Print every line of the data exactly as shown.

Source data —
******************************
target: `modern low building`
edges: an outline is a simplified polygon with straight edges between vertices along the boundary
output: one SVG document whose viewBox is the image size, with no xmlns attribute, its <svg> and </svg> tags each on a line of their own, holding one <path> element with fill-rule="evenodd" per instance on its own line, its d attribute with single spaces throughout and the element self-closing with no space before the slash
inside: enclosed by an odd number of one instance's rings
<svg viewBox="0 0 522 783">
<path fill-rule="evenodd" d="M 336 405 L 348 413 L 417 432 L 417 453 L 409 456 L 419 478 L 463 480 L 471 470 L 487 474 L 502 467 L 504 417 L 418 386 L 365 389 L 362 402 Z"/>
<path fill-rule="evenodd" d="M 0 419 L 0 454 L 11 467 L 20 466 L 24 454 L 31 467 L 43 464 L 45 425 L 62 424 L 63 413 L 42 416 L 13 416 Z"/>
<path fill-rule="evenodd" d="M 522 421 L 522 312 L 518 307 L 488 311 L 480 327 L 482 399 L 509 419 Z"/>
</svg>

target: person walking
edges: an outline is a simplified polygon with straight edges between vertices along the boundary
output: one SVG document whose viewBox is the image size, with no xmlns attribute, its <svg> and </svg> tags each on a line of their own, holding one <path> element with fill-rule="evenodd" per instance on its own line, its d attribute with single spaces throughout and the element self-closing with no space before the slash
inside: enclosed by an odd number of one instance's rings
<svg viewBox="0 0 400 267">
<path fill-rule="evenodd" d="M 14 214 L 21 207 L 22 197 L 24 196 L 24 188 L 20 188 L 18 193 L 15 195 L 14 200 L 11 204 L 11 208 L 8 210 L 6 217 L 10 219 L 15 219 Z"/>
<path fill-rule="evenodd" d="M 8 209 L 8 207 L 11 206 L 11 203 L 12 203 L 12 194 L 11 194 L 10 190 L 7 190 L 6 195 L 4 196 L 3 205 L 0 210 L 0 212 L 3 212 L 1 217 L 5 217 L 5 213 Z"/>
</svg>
******************************
SOLUTION —
target: `modern low building`
edges: an outline is a simplified polygon with straight edges between vertices along the boundary
output: one SVG document whose viewBox is the image size, with no xmlns attribute, its <svg> and </svg> tags each on a line of their own, holding one <path> element with fill-rule="evenodd" per instance on its own line, its d attribute with single spaces throughout and the element self-closing with no space before the slash
inside: enclosed by an odd number of one instance's rings
<svg viewBox="0 0 522 783">
<path fill-rule="evenodd" d="M 336 405 L 348 413 L 417 432 L 417 453 L 409 456 L 419 478 L 463 480 L 471 470 L 487 474 L 502 467 L 504 417 L 418 386 L 365 389 L 362 402 Z"/>
<path fill-rule="evenodd" d="M 0 419 L 0 454 L 11 467 L 20 466 L 24 454 L 31 467 L 43 464 L 45 425 L 62 424 L 63 413 L 42 416 L 13 416 Z"/>
<path fill-rule="evenodd" d="M 522 421 L 522 312 L 518 307 L 488 311 L 480 327 L 482 399 L 509 419 Z"/>
</svg>

target: person walking
edges: an outline is a simplified polygon with straight edges between vertices along the boundary
output: one SVG document whose viewBox is the image size, with no xmlns attribute, its <svg> and </svg> tags each on a line of their own, holding one <path> element with fill-rule="evenodd" per instance on its own line, its d attribute with single spaces throughout and the element self-closing with no space before the slash
inside: enclosed by an odd number of one instance's rings
<svg viewBox="0 0 400 267">
<path fill-rule="evenodd" d="M 14 214 L 21 207 L 22 197 L 24 196 L 24 188 L 20 188 L 18 193 L 15 195 L 14 200 L 11 204 L 11 208 L 8 210 L 6 217 L 10 219 L 15 219 Z"/>
<path fill-rule="evenodd" d="M 8 209 L 8 207 L 11 206 L 11 203 L 12 203 L 12 194 L 11 194 L 10 190 L 7 190 L 6 195 L 4 196 L 3 205 L 0 210 L 0 212 L 3 212 L 1 217 L 5 217 L 5 213 Z"/>
</svg>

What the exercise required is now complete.